- INPUT MATERIAL:
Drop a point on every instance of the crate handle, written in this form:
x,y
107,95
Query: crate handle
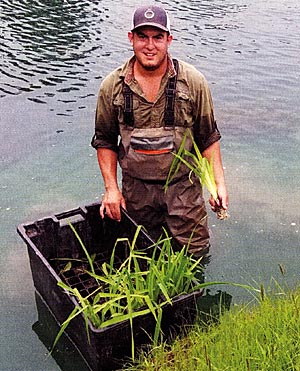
x,y
73,216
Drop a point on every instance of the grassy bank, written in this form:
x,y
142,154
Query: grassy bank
x,y
265,337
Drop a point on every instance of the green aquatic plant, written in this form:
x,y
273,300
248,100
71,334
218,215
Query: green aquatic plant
x,y
198,165
143,284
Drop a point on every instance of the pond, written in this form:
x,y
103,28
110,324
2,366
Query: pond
x,y
53,57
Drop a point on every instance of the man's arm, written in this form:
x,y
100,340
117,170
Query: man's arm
x,y
213,153
113,198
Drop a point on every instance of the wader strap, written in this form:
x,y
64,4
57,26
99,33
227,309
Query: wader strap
x,y
170,101
128,105
170,98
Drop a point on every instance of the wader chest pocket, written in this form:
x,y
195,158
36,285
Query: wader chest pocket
x,y
152,146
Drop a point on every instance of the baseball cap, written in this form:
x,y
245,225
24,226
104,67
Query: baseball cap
x,y
151,15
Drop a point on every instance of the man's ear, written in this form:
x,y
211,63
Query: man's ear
x,y
170,39
130,37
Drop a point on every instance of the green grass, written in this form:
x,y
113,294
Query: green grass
x,y
265,337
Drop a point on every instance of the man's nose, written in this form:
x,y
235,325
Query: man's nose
x,y
150,44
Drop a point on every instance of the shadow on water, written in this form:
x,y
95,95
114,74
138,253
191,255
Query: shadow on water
x,y
68,357
47,44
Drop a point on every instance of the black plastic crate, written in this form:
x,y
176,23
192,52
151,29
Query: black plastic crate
x,y
51,240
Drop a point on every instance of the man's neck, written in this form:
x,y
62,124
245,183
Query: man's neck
x,y
144,73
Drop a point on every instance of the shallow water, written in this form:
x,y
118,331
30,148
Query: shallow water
x,y
53,57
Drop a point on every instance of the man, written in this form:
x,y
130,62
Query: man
x,y
149,103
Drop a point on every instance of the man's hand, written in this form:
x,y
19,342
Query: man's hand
x,y
222,201
112,202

- REQUIREMENTS: Rewrite the lines from the one containing "Drop a point on every instance of the man's nose, written" through the end of the records, inclusive, in full. Raise every answer coordinate by 14 and leave all other lines as they are.

- ANSWER TO THIS TASK:
Drop a point on every instance of the man's nose, written in this form:
x,y
235,325
Query: man's nose
x,y
164,58
Drop a point on every instance of the shadow on water, written in this form:
x,y
95,95
114,74
138,253
191,255
Query: shadow on water
x,y
82,371
61,58
Drop a point on every instance of the black plastic crate, written in this form:
x,y
176,23
192,52
151,29
Query: black plastic crate
x,y
65,254
Drop a point on every instance of the man's neck, written in this form:
x,y
62,124
245,183
Query: man's neck
x,y
158,87
Drop a point on every instance of the shallow water, written in this form:
x,y
118,331
30,148
Query: shallow water
x,y
67,71
Drop a point on every instance of the man, written in this form:
x,y
130,62
Query: man
x,y
163,117
Drop a point on every instance of the man's hand, written in this form:
x,y
19,342
Query: man's hand
x,y
236,215
126,216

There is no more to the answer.